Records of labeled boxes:
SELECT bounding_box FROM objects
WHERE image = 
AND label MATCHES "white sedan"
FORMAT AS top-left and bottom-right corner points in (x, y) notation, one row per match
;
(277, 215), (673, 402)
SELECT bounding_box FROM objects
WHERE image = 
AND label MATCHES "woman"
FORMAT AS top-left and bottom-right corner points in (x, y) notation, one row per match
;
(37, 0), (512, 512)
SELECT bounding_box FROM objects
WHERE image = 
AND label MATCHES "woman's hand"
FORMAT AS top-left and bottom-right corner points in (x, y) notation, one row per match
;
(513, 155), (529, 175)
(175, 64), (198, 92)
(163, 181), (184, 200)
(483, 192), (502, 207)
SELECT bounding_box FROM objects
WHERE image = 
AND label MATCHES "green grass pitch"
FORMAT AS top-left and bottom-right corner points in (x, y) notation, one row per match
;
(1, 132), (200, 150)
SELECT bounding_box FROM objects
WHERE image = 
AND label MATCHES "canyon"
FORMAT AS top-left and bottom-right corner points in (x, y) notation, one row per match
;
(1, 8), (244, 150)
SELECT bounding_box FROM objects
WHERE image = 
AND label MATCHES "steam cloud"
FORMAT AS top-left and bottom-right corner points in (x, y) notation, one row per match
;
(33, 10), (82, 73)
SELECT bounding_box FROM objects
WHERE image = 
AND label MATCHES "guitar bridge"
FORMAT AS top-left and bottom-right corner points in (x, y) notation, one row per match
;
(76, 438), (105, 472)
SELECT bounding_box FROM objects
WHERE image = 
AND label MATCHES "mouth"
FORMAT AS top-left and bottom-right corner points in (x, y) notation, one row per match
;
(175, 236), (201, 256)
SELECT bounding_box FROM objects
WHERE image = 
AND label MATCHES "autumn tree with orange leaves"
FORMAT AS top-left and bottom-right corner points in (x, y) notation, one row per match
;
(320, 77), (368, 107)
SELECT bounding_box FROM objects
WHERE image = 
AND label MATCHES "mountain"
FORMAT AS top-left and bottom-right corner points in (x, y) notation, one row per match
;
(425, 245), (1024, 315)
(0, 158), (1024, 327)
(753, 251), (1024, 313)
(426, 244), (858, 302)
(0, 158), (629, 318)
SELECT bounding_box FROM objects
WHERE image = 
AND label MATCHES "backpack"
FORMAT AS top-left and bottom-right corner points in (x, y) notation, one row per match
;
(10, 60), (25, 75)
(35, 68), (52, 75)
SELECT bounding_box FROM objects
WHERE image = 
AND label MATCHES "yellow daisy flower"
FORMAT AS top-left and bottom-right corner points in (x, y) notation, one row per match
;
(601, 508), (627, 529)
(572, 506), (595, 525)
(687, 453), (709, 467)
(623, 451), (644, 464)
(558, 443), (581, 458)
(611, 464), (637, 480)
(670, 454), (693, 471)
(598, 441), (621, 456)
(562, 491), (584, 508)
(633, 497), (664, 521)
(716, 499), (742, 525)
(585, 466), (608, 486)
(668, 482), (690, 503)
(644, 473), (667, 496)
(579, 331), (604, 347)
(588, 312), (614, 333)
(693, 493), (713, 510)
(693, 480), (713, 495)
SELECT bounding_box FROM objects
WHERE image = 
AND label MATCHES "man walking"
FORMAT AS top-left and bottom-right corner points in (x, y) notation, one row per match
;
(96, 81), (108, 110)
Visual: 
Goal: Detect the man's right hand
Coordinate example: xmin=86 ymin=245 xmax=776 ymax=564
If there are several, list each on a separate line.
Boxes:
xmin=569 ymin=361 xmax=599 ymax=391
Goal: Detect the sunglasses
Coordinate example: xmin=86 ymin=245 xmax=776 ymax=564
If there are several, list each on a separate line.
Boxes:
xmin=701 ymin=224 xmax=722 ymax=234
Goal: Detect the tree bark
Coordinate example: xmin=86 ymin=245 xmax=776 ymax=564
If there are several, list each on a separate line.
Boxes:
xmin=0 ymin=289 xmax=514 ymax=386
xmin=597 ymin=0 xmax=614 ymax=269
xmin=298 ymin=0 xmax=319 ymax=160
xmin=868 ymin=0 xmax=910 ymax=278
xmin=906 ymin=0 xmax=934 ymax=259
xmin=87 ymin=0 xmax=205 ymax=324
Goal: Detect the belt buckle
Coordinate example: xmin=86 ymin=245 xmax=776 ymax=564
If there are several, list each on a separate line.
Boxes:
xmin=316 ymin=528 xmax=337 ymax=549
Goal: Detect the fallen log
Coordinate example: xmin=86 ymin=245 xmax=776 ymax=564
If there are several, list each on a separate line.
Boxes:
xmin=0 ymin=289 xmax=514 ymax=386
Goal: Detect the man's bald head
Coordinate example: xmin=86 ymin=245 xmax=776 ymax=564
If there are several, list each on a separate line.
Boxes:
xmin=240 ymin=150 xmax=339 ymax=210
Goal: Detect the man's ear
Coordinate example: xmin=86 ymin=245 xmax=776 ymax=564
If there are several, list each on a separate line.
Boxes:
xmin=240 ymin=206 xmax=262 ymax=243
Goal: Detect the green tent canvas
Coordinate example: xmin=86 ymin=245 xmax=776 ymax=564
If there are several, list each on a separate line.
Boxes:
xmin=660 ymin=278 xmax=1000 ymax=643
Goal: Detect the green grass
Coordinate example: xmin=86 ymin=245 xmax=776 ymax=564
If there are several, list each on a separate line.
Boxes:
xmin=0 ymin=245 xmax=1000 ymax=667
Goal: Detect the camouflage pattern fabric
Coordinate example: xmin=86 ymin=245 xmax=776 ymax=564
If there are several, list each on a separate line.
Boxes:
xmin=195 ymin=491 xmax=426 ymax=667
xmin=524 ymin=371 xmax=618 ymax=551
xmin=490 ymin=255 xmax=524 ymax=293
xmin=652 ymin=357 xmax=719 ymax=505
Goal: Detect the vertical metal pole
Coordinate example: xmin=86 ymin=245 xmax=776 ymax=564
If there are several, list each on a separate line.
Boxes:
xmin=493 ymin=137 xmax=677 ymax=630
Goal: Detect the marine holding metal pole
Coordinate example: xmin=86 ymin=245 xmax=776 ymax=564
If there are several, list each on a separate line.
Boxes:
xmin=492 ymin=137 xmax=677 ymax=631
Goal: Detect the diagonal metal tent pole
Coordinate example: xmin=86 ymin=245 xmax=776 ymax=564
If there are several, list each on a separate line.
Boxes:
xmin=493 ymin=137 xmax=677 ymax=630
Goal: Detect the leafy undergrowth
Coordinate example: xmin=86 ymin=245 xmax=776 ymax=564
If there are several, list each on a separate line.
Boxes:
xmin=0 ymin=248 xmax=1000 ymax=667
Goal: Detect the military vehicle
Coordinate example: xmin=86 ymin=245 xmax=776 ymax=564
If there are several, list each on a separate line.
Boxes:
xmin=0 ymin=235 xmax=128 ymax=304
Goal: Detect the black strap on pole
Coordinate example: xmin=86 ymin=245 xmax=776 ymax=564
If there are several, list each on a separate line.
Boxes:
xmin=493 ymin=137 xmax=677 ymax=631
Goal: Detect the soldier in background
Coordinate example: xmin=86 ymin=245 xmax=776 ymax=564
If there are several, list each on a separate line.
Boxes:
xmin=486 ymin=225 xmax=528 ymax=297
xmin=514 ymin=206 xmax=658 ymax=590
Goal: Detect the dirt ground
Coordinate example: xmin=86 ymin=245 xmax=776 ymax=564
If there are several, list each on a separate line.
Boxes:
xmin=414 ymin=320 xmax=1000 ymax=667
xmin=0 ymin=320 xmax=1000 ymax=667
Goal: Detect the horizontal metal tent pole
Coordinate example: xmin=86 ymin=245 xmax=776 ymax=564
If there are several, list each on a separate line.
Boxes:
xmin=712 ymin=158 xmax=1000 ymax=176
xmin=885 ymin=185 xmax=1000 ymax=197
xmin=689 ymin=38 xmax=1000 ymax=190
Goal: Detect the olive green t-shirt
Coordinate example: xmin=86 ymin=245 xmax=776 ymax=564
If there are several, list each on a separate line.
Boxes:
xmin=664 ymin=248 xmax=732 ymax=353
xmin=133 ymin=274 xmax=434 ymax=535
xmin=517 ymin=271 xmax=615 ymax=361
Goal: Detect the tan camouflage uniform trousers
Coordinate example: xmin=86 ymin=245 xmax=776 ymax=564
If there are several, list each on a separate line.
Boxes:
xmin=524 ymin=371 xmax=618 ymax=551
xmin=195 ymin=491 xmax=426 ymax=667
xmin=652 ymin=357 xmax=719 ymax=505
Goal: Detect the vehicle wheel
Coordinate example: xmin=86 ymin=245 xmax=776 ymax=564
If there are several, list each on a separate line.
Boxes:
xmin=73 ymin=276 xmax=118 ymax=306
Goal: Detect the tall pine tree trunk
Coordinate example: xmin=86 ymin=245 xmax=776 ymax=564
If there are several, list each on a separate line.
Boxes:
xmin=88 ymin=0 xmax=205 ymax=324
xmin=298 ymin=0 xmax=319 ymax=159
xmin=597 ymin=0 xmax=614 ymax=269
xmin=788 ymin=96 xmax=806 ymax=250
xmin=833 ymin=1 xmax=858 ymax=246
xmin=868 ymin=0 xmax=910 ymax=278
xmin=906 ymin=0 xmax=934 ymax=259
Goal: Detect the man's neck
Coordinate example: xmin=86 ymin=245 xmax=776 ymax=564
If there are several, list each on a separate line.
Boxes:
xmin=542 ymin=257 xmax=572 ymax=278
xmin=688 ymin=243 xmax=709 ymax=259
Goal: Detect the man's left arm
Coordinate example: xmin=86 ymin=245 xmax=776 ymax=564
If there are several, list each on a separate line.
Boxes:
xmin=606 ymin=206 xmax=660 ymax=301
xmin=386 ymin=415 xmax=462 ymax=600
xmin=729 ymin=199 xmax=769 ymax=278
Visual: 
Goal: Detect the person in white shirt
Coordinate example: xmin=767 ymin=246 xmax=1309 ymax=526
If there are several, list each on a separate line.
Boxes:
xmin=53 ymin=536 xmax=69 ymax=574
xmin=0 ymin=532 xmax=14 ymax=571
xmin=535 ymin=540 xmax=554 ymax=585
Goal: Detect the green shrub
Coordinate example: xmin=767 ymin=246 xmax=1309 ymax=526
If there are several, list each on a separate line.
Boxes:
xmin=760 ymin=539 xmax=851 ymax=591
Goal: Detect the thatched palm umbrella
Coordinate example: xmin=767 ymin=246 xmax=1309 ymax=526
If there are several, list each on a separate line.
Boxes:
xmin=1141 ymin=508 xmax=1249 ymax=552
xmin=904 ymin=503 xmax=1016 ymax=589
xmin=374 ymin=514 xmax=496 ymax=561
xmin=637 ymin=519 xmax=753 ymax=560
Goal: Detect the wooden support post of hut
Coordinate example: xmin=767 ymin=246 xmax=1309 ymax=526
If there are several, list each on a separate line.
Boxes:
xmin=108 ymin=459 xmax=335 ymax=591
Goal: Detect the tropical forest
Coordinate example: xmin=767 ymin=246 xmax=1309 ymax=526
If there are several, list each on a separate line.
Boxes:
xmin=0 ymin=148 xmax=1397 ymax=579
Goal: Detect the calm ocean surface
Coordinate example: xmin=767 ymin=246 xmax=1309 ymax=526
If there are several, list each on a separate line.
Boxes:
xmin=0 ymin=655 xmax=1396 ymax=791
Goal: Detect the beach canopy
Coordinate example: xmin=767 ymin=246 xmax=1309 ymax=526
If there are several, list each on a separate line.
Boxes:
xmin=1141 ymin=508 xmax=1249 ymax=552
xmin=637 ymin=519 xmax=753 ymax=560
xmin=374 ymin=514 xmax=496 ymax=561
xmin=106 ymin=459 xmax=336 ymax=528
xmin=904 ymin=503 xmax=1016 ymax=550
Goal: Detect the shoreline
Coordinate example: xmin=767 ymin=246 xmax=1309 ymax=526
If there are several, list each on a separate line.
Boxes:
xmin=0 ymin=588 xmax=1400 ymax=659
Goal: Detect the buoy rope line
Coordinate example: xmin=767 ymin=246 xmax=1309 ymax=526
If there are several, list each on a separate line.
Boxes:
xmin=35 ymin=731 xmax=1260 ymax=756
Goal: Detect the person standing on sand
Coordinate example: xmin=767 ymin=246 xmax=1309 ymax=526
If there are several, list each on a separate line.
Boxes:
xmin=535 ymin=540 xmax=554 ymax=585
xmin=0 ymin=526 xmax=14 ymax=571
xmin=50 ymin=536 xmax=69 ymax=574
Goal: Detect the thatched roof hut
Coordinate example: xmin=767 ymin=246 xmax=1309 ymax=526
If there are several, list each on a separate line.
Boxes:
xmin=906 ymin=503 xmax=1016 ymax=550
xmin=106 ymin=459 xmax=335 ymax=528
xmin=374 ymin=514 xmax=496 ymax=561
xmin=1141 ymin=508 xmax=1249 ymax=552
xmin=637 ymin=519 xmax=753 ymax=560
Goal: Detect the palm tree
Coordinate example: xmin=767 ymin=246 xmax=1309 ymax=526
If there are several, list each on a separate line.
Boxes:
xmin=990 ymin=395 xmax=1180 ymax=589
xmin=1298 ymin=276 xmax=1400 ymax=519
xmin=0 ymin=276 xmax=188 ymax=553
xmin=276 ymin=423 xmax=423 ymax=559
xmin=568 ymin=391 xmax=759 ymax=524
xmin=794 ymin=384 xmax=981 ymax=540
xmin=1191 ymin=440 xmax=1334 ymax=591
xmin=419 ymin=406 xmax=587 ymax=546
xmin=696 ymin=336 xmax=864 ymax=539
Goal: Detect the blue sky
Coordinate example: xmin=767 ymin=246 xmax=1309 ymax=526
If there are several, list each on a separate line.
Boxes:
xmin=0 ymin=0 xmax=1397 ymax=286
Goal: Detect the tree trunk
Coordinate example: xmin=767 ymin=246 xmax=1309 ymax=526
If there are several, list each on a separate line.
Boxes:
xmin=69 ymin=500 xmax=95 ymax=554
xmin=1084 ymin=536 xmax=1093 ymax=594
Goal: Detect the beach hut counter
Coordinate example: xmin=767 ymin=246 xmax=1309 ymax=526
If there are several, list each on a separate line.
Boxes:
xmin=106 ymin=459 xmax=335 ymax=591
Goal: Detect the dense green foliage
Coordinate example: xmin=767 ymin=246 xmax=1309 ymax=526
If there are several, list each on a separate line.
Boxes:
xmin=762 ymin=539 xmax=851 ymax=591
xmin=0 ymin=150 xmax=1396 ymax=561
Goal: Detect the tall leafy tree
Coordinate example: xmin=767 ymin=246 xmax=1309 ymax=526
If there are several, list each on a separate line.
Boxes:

** Instructions for the task **
Show every line of the data above that contains the string "shirt", matching case exactly.

** Answer below **
Goal: Detect the olive green t-shirt
Goal: Detect the person in white shirt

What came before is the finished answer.